**What you need to do:** Output all of the records below word for word, leaving out the pictures.

**Source data:**
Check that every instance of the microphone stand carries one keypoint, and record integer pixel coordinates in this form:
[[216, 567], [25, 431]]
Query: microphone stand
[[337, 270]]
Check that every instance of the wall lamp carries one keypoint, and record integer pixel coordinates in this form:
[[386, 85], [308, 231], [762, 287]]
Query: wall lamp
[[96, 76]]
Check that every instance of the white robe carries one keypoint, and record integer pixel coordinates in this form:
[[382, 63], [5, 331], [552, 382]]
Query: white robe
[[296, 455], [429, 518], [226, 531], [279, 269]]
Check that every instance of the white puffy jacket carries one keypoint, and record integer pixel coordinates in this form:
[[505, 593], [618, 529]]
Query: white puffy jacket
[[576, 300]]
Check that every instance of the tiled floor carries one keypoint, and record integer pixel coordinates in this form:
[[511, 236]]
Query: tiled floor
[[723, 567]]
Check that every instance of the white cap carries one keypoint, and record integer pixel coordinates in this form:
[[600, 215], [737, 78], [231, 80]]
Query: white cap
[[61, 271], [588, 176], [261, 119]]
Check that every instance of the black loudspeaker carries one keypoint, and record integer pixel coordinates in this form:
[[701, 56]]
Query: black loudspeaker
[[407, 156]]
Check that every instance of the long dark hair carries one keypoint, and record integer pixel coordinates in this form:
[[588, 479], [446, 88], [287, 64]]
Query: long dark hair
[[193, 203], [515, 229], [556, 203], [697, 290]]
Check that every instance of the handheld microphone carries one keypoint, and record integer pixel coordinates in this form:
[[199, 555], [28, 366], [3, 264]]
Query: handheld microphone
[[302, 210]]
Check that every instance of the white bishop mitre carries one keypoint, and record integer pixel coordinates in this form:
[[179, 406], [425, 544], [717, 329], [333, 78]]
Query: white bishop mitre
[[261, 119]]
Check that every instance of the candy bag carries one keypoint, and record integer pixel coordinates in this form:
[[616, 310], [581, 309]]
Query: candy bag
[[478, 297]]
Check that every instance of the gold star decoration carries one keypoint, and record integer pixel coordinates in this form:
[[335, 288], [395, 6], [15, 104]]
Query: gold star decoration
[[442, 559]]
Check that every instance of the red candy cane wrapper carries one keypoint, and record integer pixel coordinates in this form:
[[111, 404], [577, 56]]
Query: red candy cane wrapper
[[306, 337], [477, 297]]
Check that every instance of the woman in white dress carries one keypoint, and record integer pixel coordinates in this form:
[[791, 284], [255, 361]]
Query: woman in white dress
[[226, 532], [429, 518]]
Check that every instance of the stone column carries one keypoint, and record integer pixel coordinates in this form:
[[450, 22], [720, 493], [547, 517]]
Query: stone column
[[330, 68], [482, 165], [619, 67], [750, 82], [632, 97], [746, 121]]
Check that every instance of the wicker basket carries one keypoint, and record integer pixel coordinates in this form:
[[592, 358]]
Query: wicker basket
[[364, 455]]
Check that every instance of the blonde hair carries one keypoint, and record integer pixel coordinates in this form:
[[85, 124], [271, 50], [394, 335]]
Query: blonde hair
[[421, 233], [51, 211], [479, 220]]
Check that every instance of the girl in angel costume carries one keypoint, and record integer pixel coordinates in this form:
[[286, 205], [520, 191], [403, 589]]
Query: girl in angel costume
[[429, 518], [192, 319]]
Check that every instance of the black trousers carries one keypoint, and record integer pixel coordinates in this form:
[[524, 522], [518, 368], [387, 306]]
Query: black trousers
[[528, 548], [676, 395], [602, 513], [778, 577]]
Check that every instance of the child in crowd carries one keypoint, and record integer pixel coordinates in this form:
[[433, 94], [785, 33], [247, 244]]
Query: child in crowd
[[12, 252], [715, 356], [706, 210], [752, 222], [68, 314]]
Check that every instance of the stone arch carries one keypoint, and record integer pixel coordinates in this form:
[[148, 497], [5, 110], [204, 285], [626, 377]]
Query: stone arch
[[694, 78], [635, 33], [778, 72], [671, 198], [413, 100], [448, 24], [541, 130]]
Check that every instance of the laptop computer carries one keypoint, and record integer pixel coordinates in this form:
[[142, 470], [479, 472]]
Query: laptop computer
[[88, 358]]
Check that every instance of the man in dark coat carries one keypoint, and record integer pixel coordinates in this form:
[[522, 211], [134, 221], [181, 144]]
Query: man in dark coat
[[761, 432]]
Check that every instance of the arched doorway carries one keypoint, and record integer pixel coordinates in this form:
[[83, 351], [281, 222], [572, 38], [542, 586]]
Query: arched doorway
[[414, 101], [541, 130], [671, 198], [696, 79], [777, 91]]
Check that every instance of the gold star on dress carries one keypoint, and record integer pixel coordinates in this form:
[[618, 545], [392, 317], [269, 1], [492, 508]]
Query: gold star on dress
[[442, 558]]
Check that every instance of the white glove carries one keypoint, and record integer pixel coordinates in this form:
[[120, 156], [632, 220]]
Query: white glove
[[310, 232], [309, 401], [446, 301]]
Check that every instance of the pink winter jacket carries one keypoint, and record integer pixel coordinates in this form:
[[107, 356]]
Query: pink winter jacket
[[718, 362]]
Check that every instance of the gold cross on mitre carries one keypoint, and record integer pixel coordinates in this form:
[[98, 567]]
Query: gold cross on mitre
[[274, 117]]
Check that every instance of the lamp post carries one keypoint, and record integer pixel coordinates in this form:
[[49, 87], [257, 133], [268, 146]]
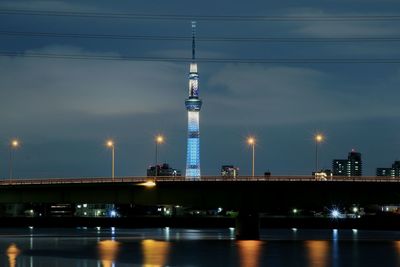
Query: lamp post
[[159, 140], [110, 144], [252, 141], [14, 144], [318, 139]]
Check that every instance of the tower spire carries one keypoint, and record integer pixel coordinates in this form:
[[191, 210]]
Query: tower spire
[[193, 106], [193, 40]]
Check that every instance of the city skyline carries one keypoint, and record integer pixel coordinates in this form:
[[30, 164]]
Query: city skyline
[[63, 110]]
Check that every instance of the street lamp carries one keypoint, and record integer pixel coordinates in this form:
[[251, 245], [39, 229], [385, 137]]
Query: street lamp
[[159, 140], [110, 144], [252, 141], [318, 138], [14, 144]]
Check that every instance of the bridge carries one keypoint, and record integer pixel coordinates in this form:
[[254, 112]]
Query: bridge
[[260, 193], [248, 195]]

**Solved problem:**
Check that every instance of the microphone stand carries one keypoint, and record integer pixel coordinates in this form:
[[216, 567], [25, 431]]
Query: microphone stand
[[337, 270]]
Check that every instance of the wall lamp carries one keypoint, and record integer pixel coordinates in this form:
[[386, 85], [308, 231], [762, 287]]
Query: wall lamp
[[96, 76]]
Check that every instance of the white robe carries one keypoint, and record integer pixel coordinates in this form:
[[382, 63], [5, 331], [552, 382]]
Query: white robe
[[296, 455], [429, 518], [226, 531], [279, 269]]
Check that every instance of the white puffy jacket carries one keypoint, and record integer pixel coordinates in this form:
[[505, 593], [618, 529]]
Query: white puffy jacket
[[576, 300]]
Check that every instance of the tiled floor carries one keypoint, and record integer pixel coordinates in this form:
[[511, 236]]
Query: tiled floor
[[723, 567]]
Check that every instance of the white cap carries one keypoint, and record integer pixel coordinates in this form:
[[600, 215], [737, 78], [231, 80]]
Query: white cap
[[61, 271], [588, 176], [261, 119]]
Check that every instance of the black loudspeaker carries one keypoint, and record integer pixel coordinates in this form:
[[701, 56]]
Query: black loudspeaker
[[407, 156]]
Check that every instance of the long dark hair carries one keypoint, and record integer pixel coordinates in this form:
[[588, 479], [446, 88], [287, 64]]
Query: long dark hair
[[193, 203], [515, 229], [556, 203], [697, 290]]
Check that every instance of the handheld microphone carries one keypoint, and record integer pixel coordinates in this form:
[[199, 555], [28, 366], [3, 264]]
Query: handheld microphone
[[302, 210]]
Check that every instance of the white bishop mitre carries one keypoint, and record integer pixel coordinates in this form:
[[179, 406], [425, 544], [717, 329], [333, 78]]
Query: white bishop mitre
[[261, 119]]
Check that every instance of the candy bag carries one keypoint, and record integer pixel coordinates in this form:
[[616, 310], [581, 309]]
Query: candy bag
[[478, 297]]
Check that every instance of the gold star decoration carries one keypoint, and record integer pixel coordinates in this form:
[[335, 288], [395, 6], [15, 104]]
Query: gold star decoration
[[442, 559]]
Check that every instance of the red candy cane wrapper carries one keypoint, and record integer pixel coordinates in this form:
[[111, 404], [577, 56]]
Query: red candy cane wrapper
[[306, 337], [477, 297]]
Check that every instance of the woman in white dress carries one keypoint, and record integer pixel coordinates in this form:
[[791, 284], [255, 361]]
Query: woman in white dress
[[226, 532], [429, 518]]
Check that every instance of the stone column carries one keypoint, and record integer pixel coordinates in this form:
[[450, 22], [720, 493], [547, 517]]
Query: stone column
[[330, 68], [482, 165], [619, 67], [750, 82], [632, 97], [746, 121]]
Check that every instance of the wicker basket carries one keypoint, and record integer pixel coordinates in this form:
[[592, 358]]
Query: wicker basket
[[364, 455]]
Check that every instance of the blonde hair carries one keypoint, and record integer pixel coordinates in this form:
[[85, 124], [271, 50], [394, 335]]
Query: blonde hair
[[421, 233], [51, 211], [479, 220]]
Check that every instance of the girl in angel costume carries one keypoint, and record integer pixel coordinates in this form:
[[286, 205], [520, 191], [403, 589]]
Query: girl in angel costume
[[429, 518], [192, 319]]
Check that every instance of the black trousers carries one keypoint, and record integer pixel coordinates in this form:
[[524, 522], [518, 368], [387, 306]]
Query: black trousers
[[528, 548], [676, 395], [602, 513], [778, 577]]
Check that every instance of the child in crowd carries one keypoint, and record integer pixel coordinates in this form:
[[433, 94], [785, 33], [247, 244]]
Query: child in crowd
[[12, 252], [715, 356], [706, 210], [752, 222], [68, 314]]
Check that every instance of the stone arch carries one keypoint, and record integer pixel coordinates in this form:
[[148, 497], [5, 110], [204, 285], [626, 377]]
Query: stone arch
[[694, 78], [635, 33], [778, 72], [671, 198], [413, 100], [448, 24], [541, 130]]
Check that every instance of the laptop computer carries one keypoint, and record integer pixel coordinates in this form:
[[142, 470], [479, 472]]
Query: laptop computer
[[88, 358]]
Check that every instance of the man in dark coat carries one keypoint, and record integer pixel coordinates in this form:
[[522, 211], [134, 221], [181, 144]]
Query: man in dark coat
[[761, 432]]
Check that every instance of the arched doorway carries one keypoint, and record integer pixel coordinates in this form:
[[83, 351], [281, 222], [572, 38], [542, 586]]
Query: arched doorway
[[414, 101], [541, 130], [671, 198], [696, 79], [777, 91]]
Check that every instance of the gold star on dress carries one keypoint, and record integer pixel coordinates in this form:
[[618, 545], [392, 317], [269, 1], [492, 508]]
Query: gold star on dress
[[442, 558]]
Check that every instance of the white glove carries one keypoint, and record integer pixel coordinates in this form:
[[120, 156], [632, 220]]
Query: white glove
[[310, 232], [309, 401], [446, 301]]
Check that every instance of the pink winter jacket carries one keypoint, and record integer pixel coordinates in this form:
[[107, 356]]
Query: pink winter jacket
[[718, 362]]
Check that every instance of the gold cross on mitre carries one keypoint, and record integer pixel coordinates in this form:
[[98, 567]]
Query: gold cross on mitre
[[274, 117]]
Check that every instance of the lamp post carries one keypoint, and record integer pixel coordinates in this form:
[[49, 87], [257, 133], [268, 146]]
Query: lamp post
[[159, 140], [110, 144], [252, 141], [14, 144], [318, 139]]
Check that every instance of the tower spire carries one keypoint, and record integer pixel coordinates in this form:
[[191, 210]]
Query: tower spire
[[193, 106], [193, 40]]
Check that every instance of the city skyline carries one keypoint, and record integer pixel coordinates in this form:
[[30, 164]]
Query: city skyline
[[63, 110]]
Check that every instance of the street lamp carries one keypoint, and record integer pixel coordinates in this form:
[[251, 245], [39, 229], [385, 137]]
Query: street lamp
[[159, 140], [110, 144], [252, 141], [318, 138], [14, 144]]
Check that every instance of the bridge carries one keypoint, and record integer pixel coordinates in this form:
[[254, 112]]
Query: bridge
[[260, 193], [248, 195]]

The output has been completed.